**Trecho do texto:**

════════════════

INTERNET NA ESCOLA E INCLUSÃO SOCIAL NA CIBERCULTURA

Marco Silva

Doutor, Professor da Faculdade de Educação da UERJ
e do Programa de Pós-Graduação em Educação da Estácio.
marco@msm.com.br - www.saladeaulainterativa.pro.br.




O uso da Internet na escola é exigência da cibercultura, isto é, do novo ambiente comunicacional-cultural que surge com a interconexão mundial de computadores em forte expansão no início do século 21. Novo espaço de sociabilidade, de organização, de informação, de conhecimento e de educação.

A educação do cidadão não pode estar alheia ao novo contexto sócio-econômico-tecnológico, cuja característica geral não está mais na centralidade da produção fabril ou da mídia de massa, mas na informação digitalizada como nova infra-estrutura básica, como novo modo de produção. O computador e a Internet definem essa nova ambiência informacional e dão o tom da nova lógica comunicacional, que toma o lugar da distribuição em massa própria da fábrica e da mídia clássica, até então símbolos societários.

Cada vez se produz mais informação online socialmente partilhada. É cada vez maior o número de pessoas cujo trabalho é informar online; cada vez mais pessoas dependem desse tipo de informação para trabalhar e viver. A economia se assenta na informação online. As entidades financeiras, as bolsas, as empresas nacionais e multinacionais dependem dos novos sistemas de informaçãoonline e progridem, ou não, à medida que os vão absorvendo e desenvolvendo. A informação dessa natureza penetra a sociedade como uma rede capilar e ao mesmo tempo como infra-estrutura básica. A educação online ganha adesão nesse contexto, garantindo aprendizagem na flexibilidade e na interatividade próprias da Internet.

Se a escola não inclui a Internet na educação das novas gerações, ela está na contramão da história, alheia a espírito do tempo e, criminosamente, produzindo exclusão social ou exclusão da cibercultura. Quando o professor convida o aprendiz a um portal virtual de informações, ele não apenas lança mão da nova mídia para potencializar a aprendizagem de um conteúdo curricular, mas contribui pedagogicamente para a inclusão desse educando na cibercultura.

════════════════

**Extrato de dados:**
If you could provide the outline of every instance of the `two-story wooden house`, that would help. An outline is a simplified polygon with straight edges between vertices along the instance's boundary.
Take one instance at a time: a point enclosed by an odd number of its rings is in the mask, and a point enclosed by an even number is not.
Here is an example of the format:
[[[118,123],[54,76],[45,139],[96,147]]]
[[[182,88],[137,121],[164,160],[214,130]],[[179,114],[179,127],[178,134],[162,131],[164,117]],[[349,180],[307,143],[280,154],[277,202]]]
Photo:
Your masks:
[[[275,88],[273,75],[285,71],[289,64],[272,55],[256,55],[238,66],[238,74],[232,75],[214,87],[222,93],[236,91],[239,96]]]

════════════════

**Instruções de trabalho:** Você pode copiar, sem alterar nada, a parte do texto sobre a internet na escola começando em "O uso da Internet" e seguindo até "e de educação."? As linhas foram tiradas de outra fonte.

**Em resposta:**
O uso da Internet na escola é exigência da cibercultura, isto é, do novo ambiente comunicacional-cultural que surge com a interconexão mundial de computadores em forte expansão no início do século 21. Novo espaço de sociabilidade, de organização, de informação, de conhecimento e de educação.